[What the task asks] Locate each line in the listing below that contains the string "wall", matching case exactly, and copy those lines out in full.

[Material for the task]
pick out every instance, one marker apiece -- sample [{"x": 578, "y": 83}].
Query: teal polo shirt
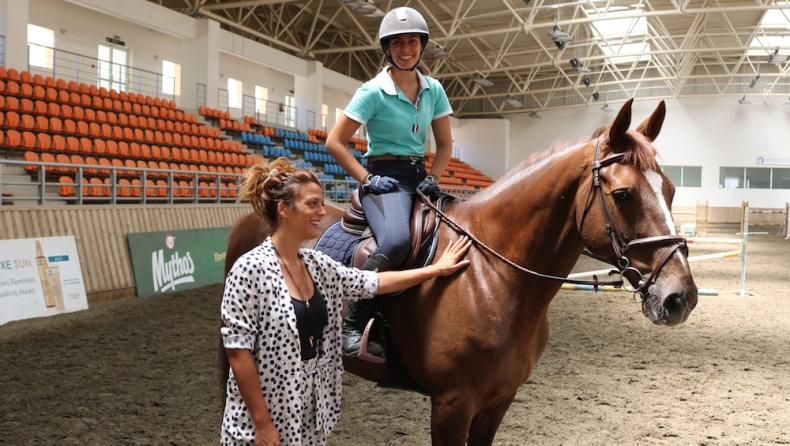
[{"x": 395, "y": 126}]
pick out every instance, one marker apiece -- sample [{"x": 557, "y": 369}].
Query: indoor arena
[{"x": 620, "y": 171}]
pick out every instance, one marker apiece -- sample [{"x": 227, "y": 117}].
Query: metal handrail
[
  {"x": 68, "y": 66},
  {"x": 334, "y": 189}
]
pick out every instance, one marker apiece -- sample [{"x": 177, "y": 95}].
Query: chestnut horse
[{"x": 472, "y": 339}]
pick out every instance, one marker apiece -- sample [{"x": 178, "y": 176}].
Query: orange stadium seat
[{"x": 66, "y": 186}]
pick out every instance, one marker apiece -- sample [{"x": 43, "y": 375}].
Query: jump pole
[
  {"x": 742, "y": 292},
  {"x": 787, "y": 223},
  {"x": 611, "y": 289}
]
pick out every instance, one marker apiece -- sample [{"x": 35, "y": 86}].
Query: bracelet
[{"x": 366, "y": 186}]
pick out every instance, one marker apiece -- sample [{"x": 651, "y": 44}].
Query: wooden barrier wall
[{"x": 100, "y": 232}]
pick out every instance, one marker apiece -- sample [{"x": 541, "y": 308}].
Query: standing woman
[
  {"x": 397, "y": 107},
  {"x": 281, "y": 315}
]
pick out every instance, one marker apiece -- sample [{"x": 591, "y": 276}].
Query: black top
[{"x": 311, "y": 318}]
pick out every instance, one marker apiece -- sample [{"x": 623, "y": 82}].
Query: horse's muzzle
[{"x": 670, "y": 304}]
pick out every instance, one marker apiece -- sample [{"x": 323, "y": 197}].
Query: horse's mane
[{"x": 640, "y": 153}]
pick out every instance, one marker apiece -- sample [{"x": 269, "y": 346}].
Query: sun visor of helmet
[{"x": 403, "y": 20}]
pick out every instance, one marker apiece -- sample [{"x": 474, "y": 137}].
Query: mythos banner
[
  {"x": 40, "y": 277},
  {"x": 177, "y": 260}
]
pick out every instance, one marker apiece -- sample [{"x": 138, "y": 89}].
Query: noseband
[{"x": 619, "y": 244}]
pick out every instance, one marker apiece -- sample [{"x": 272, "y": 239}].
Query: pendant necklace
[{"x": 301, "y": 295}]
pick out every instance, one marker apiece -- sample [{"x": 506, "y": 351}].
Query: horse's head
[{"x": 626, "y": 219}]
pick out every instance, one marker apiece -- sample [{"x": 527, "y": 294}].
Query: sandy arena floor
[{"x": 143, "y": 371}]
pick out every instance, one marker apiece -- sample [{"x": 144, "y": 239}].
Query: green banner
[{"x": 177, "y": 260}]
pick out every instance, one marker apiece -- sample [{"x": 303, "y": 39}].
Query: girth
[{"x": 423, "y": 226}]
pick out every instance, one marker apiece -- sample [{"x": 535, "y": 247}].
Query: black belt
[{"x": 388, "y": 157}]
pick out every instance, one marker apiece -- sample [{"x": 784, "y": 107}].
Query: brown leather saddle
[{"x": 423, "y": 226}]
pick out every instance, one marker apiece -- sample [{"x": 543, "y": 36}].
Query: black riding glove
[
  {"x": 428, "y": 186},
  {"x": 378, "y": 185}
]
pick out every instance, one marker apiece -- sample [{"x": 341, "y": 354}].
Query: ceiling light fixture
[
  {"x": 578, "y": 66},
  {"x": 480, "y": 79},
  {"x": 513, "y": 101},
  {"x": 559, "y": 37},
  {"x": 433, "y": 49},
  {"x": 757, "y": 82},
  {"x": 364, "y": 7},
  {"x": 775, "y": 57}
]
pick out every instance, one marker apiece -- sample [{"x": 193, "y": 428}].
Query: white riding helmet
[{"x": 403, "y": 20}]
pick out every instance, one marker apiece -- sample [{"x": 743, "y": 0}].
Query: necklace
[{"x": 306, "y": 287}]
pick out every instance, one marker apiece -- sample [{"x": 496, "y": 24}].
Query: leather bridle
[{"x": 620, "y": 246}]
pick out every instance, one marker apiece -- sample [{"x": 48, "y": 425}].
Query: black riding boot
[{"x": 359, "y": 313}]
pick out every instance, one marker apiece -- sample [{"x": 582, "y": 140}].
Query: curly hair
[{"x": 267, "y": 184}]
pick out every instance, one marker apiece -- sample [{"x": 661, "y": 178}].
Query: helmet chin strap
[{"x": 392, "y": 61}]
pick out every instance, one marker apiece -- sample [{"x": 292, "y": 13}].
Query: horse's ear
[
  {"x": 652, "y": 125},
  {"x": 620, "y": 124},
  {"x": 598, "y": 132}
]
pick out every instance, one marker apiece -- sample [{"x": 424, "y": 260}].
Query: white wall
[
  {"x": 251, "y": 74},
  {"x": 85, "y": 29},
  {"x": 707, "y": 132}
]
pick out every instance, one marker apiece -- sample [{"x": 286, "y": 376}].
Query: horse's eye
[{"x": 622, "y": 196}]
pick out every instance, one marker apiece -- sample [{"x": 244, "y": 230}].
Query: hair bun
[{"x": 272, "y": 174}]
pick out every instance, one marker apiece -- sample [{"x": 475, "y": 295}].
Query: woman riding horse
[{"x": 472, "y": 341}]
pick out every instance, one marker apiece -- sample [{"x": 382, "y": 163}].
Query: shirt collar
[{"x": 388, "y": 85}]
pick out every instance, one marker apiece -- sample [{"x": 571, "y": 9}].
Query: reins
[{"x": 619, "y": 245}]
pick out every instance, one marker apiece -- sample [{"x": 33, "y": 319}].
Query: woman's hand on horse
[
  {"x": 378, "y": 185},
  {"x": 450, "y": 261},
  {"x": 267, "y": 436}
]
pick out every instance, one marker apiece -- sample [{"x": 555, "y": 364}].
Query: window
[
  {"x": 113, "y": 69},
  {"x": 234, "y": 93},
  {"x": 171, "y": 78},
  {"x": 39, "y": 43},
  {"x": 754, "y": 178},
  {"x": 290, "y": 110},
  {"x": 620, "y": 35},
  {"x": 261, "y": 96},
  {"x": 684, "y": 176},
  {"x": 758, "y": 178}
]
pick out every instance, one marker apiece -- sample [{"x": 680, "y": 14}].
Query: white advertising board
[{"x": 40, "y": 277}]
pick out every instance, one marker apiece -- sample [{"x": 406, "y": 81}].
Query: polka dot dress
[{"x": 303, "y": 397}]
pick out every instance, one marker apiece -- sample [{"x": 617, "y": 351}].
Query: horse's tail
[{"x": 224, "y": 371}]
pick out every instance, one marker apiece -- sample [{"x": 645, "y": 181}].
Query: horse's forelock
[{"x": 641, "y": 153}]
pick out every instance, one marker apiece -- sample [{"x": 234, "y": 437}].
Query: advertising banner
[
  {"x": 40, "y": 277},
  {"x": 177, "y": 260}
]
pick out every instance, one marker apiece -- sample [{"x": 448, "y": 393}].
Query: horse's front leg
[
  {"x": 451, "y": 417},
  {"x": 486, "y": 422}
]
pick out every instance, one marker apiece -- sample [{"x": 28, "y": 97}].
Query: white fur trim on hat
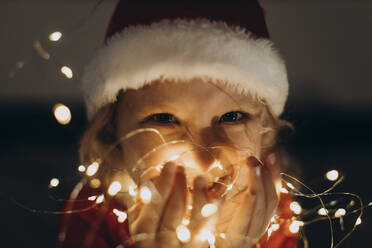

[Solution below]
Query: wooden barrier wall
Query: white wall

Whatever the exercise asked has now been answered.